*What needs to be done*
Gather, from the listing beneath this task, every line holding the string "hair".

BEGIN Stored data

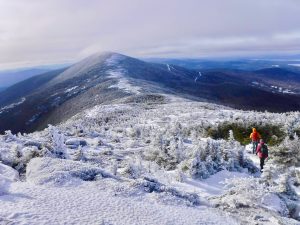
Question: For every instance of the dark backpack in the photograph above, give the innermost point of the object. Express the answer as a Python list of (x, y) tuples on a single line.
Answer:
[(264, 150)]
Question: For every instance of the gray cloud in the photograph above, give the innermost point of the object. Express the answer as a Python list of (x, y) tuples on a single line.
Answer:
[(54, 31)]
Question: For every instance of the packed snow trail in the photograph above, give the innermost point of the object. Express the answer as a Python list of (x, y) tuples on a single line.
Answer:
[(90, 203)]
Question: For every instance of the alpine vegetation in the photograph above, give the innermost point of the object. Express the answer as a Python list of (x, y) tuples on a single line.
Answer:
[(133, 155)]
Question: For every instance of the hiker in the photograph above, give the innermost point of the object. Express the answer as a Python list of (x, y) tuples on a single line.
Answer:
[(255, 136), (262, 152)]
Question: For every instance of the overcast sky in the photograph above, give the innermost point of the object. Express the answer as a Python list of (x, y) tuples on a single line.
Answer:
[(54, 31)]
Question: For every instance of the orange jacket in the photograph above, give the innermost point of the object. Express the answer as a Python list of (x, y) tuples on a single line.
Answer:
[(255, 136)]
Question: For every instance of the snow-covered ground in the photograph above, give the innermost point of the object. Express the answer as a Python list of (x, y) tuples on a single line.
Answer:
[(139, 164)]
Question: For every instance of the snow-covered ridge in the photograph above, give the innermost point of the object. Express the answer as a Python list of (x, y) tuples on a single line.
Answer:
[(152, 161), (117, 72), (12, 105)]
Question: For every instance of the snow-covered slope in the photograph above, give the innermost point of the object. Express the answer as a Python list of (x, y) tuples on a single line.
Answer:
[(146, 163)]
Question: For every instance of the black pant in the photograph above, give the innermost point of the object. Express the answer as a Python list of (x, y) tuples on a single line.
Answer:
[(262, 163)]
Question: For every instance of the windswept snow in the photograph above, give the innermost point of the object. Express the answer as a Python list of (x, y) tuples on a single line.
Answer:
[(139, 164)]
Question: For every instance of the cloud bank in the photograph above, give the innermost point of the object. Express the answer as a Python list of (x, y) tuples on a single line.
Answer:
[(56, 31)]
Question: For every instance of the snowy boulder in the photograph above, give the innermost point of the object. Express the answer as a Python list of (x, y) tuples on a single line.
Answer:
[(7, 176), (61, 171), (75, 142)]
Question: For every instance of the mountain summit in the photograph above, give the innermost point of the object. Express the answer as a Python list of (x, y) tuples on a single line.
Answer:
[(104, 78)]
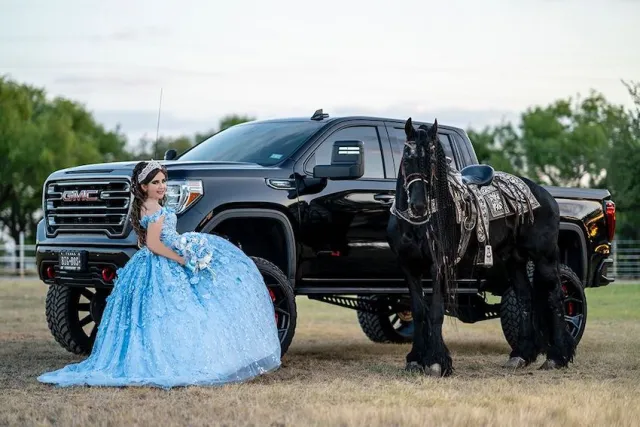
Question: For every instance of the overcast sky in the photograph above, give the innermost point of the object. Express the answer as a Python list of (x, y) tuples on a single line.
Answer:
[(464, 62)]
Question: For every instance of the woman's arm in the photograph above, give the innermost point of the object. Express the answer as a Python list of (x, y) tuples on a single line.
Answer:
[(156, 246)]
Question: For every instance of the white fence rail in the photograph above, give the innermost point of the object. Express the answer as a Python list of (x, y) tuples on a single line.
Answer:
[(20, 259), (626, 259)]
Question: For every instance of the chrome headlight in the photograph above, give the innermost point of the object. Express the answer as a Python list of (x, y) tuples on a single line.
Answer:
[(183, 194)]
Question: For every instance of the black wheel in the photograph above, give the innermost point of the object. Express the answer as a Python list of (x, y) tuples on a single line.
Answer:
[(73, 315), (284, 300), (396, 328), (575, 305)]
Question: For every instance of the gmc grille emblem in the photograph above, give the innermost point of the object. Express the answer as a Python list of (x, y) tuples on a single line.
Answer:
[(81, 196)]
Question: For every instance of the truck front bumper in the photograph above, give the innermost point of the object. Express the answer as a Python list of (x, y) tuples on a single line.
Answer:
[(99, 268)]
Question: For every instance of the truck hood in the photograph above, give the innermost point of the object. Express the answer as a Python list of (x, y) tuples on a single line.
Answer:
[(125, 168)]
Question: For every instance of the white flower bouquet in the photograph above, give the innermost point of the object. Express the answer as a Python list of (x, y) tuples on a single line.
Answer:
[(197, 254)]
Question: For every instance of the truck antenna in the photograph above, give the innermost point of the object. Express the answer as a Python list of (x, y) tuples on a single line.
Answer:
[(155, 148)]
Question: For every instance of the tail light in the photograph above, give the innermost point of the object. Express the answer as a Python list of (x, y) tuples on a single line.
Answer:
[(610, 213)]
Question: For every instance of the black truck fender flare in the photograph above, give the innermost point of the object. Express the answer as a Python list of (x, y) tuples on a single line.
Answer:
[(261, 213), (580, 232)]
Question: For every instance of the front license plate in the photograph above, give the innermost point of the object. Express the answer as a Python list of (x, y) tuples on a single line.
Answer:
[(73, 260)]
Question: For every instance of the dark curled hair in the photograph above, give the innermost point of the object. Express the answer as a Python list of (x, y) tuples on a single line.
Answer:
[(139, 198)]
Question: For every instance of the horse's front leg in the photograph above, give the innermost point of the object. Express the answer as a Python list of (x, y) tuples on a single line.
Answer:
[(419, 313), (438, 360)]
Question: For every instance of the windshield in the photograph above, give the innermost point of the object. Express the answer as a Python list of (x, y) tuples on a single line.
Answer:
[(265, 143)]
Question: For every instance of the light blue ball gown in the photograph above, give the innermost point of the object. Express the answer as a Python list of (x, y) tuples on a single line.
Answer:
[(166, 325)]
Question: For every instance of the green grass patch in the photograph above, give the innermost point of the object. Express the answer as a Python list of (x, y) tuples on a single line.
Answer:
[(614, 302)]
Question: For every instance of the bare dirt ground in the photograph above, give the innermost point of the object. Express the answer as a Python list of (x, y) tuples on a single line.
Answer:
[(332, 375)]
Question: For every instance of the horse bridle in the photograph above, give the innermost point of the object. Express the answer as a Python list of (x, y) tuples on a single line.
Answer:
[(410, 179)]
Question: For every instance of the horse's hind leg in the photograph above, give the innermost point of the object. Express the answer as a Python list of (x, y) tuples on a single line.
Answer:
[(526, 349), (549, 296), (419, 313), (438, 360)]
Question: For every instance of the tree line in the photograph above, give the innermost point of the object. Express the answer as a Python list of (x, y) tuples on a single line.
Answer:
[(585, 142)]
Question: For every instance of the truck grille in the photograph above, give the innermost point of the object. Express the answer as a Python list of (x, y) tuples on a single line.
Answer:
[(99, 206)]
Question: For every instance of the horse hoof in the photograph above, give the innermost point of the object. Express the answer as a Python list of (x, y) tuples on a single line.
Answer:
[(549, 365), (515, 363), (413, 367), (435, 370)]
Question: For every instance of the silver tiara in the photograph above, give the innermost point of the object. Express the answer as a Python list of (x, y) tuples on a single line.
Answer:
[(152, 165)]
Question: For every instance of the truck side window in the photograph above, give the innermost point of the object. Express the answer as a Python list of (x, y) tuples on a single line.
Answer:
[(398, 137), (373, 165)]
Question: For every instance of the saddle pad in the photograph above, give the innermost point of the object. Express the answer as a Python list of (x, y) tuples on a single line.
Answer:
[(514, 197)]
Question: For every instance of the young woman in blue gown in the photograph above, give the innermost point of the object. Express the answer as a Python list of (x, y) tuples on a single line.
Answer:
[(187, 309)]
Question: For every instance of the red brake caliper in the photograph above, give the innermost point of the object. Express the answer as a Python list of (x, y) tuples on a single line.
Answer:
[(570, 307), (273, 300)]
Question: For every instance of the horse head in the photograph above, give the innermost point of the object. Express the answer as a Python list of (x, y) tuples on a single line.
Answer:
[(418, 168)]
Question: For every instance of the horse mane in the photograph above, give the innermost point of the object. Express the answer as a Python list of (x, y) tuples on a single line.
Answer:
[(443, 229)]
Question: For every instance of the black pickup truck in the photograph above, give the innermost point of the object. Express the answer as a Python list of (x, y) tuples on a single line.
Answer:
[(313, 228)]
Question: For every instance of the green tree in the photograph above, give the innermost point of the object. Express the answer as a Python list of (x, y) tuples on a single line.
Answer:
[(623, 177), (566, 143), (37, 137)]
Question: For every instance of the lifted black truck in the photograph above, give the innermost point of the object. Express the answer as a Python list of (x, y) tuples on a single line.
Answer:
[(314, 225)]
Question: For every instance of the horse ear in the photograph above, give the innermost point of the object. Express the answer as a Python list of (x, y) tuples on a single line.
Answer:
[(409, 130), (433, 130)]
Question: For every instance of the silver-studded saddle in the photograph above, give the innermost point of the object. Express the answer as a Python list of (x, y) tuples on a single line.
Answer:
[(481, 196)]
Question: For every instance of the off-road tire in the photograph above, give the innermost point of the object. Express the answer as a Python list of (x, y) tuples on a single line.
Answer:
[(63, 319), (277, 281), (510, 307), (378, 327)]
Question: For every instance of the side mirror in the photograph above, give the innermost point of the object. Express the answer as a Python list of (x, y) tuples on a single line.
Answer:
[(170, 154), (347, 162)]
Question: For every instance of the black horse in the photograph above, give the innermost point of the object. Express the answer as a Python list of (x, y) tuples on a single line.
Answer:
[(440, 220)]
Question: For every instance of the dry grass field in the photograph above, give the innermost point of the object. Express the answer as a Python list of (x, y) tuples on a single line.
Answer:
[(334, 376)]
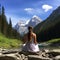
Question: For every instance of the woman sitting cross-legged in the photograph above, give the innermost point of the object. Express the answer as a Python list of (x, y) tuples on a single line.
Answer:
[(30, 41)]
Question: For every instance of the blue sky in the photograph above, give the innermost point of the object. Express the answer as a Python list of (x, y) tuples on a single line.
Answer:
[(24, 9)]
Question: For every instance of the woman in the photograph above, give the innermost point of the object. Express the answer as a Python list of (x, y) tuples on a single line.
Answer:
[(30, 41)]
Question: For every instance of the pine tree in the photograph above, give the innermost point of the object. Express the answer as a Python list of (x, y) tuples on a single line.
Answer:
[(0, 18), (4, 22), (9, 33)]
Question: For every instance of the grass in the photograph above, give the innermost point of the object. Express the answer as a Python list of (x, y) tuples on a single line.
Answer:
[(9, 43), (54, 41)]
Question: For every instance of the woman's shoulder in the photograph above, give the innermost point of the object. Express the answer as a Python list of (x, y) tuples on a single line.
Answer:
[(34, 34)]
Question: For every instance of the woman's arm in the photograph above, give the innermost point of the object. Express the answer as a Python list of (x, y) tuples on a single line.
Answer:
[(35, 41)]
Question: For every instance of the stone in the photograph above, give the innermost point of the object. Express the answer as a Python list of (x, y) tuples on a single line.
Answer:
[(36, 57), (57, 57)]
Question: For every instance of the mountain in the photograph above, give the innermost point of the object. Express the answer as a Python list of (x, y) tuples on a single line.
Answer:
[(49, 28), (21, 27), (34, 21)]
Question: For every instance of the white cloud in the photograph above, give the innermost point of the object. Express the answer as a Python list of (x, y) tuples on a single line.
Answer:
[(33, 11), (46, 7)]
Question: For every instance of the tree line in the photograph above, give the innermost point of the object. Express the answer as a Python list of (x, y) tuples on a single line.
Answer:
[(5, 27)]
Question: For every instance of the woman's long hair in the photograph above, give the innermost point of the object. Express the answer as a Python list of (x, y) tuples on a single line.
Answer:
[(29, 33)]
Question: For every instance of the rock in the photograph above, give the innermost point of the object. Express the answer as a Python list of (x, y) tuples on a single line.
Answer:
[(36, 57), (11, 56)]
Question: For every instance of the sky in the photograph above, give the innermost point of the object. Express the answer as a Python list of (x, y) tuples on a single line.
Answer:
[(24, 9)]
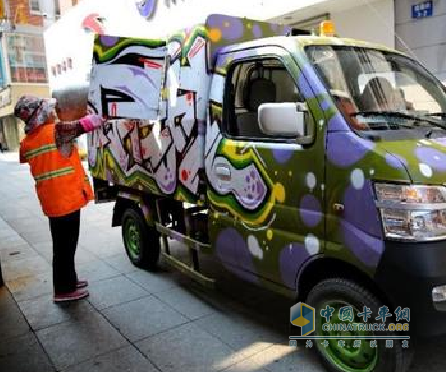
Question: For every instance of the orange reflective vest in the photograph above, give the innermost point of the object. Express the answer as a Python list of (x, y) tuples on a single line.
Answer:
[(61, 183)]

END Stored data

*Solution for this task*
Question: For every instance of the dark curled hair in the photograph above, give the innermost point of the object. Express the answer as a Python list of (x, y) tuples on a single line.
Question: For every instance of the woman's long hair in the photograph above, give the innermost point of the object. Express the answer as a Python list of (x, y) tuples on a single line.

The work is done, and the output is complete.